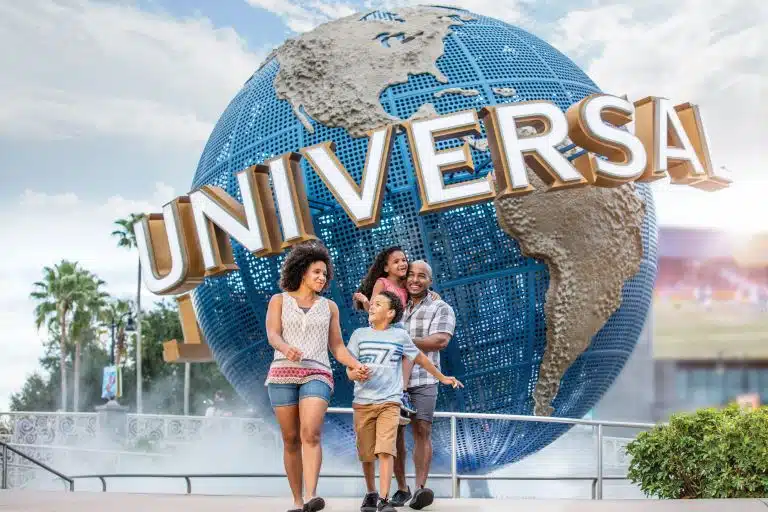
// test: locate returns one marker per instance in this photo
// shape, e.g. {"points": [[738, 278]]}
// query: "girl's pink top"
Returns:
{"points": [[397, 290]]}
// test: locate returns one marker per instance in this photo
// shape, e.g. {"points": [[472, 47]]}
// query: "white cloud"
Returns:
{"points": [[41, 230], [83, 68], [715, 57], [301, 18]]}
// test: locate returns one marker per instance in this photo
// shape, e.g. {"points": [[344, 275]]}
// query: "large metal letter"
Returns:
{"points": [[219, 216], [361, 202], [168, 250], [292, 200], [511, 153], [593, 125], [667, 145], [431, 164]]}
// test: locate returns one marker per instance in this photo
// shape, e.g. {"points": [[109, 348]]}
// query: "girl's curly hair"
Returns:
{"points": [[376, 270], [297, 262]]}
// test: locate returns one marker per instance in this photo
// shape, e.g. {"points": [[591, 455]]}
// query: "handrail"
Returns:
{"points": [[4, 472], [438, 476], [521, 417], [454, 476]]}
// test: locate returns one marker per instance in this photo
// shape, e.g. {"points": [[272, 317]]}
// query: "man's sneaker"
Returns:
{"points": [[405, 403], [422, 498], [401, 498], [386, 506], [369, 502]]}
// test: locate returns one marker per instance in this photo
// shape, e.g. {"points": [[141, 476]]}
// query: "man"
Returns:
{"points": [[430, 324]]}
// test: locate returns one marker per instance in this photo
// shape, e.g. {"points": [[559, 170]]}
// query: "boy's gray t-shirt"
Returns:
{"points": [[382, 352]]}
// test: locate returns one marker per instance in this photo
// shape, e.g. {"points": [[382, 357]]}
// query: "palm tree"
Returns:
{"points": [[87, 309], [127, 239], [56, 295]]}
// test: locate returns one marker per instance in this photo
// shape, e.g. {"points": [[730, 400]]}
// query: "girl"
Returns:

==

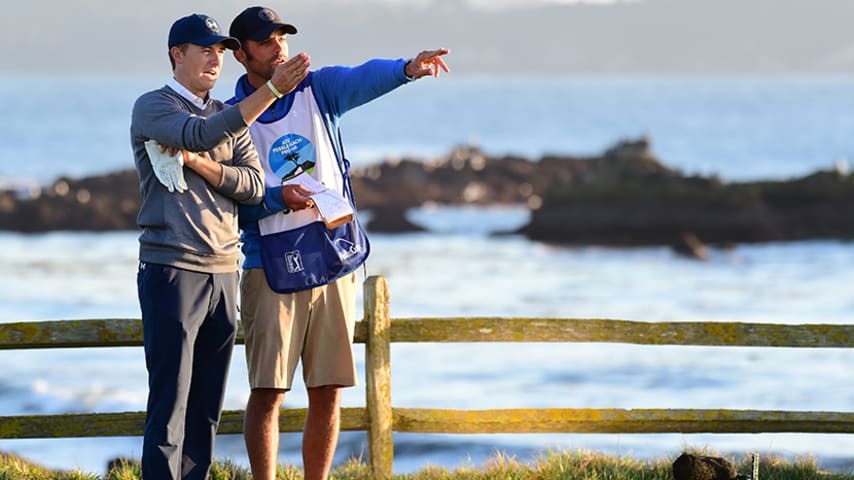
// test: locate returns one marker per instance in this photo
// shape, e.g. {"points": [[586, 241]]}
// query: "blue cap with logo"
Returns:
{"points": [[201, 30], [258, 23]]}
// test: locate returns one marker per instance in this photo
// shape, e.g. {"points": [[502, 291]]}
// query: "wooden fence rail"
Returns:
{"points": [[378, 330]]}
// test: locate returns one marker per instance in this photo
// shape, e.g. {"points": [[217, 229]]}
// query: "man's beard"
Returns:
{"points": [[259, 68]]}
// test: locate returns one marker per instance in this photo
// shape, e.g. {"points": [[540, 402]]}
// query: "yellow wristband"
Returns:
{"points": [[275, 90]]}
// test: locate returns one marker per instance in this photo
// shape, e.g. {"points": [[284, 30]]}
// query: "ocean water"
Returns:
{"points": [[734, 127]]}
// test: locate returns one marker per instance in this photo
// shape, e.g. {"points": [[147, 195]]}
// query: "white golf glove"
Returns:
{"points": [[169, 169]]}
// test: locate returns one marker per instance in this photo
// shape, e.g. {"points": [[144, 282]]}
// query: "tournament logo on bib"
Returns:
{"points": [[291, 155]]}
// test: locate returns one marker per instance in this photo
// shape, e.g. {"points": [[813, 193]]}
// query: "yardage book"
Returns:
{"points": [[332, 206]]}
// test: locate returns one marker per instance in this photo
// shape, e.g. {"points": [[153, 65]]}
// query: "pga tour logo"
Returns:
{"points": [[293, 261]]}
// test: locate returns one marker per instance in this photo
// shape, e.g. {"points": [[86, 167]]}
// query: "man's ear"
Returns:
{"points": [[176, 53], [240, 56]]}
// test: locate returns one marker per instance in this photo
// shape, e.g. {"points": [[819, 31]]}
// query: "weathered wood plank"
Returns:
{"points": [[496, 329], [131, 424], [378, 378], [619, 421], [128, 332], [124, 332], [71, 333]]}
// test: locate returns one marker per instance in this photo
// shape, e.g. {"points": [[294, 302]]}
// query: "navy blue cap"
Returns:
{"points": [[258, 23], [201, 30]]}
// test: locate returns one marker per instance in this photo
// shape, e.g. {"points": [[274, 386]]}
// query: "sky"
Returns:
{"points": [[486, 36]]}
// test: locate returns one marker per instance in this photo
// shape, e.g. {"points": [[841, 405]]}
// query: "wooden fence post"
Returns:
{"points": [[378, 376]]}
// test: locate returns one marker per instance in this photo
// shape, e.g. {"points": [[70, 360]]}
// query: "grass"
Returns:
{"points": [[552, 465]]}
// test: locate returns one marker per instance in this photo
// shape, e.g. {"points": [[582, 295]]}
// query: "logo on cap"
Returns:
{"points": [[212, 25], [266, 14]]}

* * *

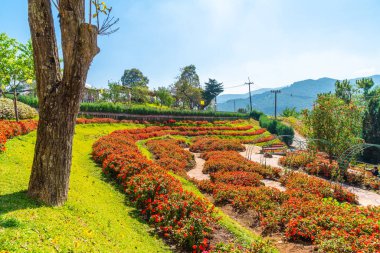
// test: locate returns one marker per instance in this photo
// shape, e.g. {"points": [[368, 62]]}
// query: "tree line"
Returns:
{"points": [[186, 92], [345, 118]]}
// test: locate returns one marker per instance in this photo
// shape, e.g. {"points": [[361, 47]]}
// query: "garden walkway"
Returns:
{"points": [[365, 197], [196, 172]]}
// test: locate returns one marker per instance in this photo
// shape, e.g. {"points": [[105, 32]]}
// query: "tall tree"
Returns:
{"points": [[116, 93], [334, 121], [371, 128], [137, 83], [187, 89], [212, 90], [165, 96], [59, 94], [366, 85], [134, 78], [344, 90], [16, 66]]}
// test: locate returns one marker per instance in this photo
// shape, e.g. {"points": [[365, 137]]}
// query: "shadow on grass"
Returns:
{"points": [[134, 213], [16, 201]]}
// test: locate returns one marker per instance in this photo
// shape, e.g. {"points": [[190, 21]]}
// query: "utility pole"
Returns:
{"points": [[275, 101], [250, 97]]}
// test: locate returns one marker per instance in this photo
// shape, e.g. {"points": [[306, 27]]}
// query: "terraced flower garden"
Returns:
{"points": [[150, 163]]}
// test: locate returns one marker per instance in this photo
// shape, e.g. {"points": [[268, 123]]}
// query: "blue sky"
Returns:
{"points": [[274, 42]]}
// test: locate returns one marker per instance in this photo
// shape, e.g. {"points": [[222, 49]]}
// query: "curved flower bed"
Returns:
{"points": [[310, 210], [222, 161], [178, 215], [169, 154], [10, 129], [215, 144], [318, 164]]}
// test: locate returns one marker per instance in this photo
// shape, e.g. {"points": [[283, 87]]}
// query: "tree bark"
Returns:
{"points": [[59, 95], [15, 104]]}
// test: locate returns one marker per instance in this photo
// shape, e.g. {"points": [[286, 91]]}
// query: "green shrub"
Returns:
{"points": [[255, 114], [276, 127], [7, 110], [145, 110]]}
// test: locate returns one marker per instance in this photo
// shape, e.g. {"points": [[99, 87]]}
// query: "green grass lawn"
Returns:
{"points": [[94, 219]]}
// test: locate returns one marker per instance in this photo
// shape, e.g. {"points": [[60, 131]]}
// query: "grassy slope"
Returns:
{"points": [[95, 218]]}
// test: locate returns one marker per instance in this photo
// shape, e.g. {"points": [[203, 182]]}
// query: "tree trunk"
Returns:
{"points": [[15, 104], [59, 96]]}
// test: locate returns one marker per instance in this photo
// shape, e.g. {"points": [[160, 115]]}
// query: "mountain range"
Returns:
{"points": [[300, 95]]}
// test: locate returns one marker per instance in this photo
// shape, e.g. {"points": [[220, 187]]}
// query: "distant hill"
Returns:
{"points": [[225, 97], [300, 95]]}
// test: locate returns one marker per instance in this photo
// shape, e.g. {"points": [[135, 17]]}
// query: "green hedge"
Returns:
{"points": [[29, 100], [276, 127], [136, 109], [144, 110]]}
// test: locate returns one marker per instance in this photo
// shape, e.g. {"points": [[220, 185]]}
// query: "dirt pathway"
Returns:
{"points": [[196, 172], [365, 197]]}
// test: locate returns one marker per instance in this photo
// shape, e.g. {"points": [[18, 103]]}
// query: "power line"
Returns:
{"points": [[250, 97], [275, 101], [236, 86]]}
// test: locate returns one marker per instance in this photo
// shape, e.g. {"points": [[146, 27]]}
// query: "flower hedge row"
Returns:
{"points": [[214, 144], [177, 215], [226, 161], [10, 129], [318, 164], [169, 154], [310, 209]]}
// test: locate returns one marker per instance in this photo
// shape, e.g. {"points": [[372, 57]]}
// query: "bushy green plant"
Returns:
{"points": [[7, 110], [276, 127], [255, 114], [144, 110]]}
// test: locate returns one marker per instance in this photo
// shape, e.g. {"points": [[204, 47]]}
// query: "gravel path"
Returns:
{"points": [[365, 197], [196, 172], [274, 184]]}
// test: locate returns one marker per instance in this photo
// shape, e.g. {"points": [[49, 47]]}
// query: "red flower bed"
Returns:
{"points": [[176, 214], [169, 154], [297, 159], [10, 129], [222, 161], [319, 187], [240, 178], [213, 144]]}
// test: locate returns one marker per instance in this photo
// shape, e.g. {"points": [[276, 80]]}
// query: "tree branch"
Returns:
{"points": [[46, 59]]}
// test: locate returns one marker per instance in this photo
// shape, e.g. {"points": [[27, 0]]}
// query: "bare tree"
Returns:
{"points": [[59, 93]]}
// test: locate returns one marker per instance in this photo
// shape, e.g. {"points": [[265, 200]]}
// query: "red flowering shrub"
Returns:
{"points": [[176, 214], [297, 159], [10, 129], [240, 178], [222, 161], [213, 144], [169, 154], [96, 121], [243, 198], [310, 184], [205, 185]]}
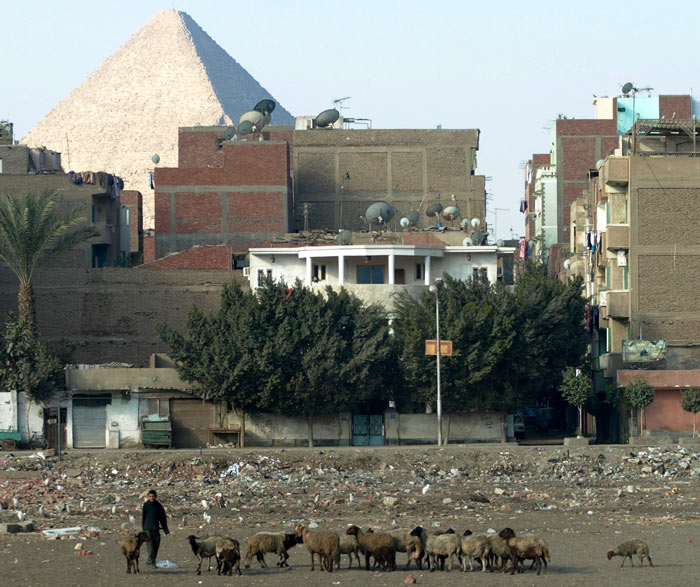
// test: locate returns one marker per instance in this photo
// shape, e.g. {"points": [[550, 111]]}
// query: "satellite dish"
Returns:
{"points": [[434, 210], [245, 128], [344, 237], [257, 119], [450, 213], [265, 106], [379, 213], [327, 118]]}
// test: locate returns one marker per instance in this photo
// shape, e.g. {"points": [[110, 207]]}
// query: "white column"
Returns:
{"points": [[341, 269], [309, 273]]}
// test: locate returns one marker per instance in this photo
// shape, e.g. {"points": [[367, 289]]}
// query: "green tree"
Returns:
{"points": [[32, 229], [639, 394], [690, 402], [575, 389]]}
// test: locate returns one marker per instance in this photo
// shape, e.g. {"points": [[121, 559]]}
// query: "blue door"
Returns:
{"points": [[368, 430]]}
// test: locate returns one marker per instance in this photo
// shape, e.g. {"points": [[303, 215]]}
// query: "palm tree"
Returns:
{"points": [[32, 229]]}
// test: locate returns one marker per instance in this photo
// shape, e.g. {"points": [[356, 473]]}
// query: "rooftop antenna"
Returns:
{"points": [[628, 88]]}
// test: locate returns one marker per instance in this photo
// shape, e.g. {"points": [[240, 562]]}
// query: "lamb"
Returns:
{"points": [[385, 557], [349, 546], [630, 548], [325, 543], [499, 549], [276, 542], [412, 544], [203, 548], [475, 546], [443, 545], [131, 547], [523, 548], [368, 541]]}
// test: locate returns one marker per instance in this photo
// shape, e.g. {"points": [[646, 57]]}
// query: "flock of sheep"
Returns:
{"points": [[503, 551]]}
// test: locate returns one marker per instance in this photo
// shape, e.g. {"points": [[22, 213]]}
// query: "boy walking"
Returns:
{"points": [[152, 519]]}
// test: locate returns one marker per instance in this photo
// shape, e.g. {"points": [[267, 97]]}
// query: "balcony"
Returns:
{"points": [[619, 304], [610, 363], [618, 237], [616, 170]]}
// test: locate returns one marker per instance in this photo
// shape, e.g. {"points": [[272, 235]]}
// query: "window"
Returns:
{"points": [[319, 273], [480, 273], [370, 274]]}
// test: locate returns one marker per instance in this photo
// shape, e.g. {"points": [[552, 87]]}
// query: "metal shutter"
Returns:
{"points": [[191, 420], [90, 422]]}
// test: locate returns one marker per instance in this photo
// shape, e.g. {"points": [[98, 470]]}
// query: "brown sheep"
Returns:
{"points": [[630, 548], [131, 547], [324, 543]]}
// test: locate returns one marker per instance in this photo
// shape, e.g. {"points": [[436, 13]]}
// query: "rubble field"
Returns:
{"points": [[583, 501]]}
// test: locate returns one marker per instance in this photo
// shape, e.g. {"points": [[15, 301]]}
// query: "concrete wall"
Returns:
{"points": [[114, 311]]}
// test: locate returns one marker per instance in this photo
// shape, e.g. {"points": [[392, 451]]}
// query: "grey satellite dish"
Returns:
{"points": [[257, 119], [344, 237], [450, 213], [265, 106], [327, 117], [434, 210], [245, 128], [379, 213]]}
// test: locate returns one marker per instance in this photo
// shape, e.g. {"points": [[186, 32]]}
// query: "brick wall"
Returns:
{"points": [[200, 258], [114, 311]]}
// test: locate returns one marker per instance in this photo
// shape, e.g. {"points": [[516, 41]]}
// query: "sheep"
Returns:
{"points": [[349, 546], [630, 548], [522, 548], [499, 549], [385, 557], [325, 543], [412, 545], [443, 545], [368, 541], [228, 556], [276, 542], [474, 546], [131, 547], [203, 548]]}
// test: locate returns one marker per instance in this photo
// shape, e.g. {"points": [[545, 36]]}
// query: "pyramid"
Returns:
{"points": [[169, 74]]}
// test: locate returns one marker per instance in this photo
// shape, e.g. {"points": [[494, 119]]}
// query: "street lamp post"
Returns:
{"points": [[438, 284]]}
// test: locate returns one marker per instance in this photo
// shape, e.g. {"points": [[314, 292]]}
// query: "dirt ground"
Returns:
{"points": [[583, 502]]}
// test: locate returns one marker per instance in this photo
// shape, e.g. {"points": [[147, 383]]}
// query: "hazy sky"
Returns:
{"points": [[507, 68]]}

Work required | Find the string "dirt" in the listing and copy every line in which it occurs.

Answer for this exercise |
// query: "dirt pathway"
// query: "dirt ground"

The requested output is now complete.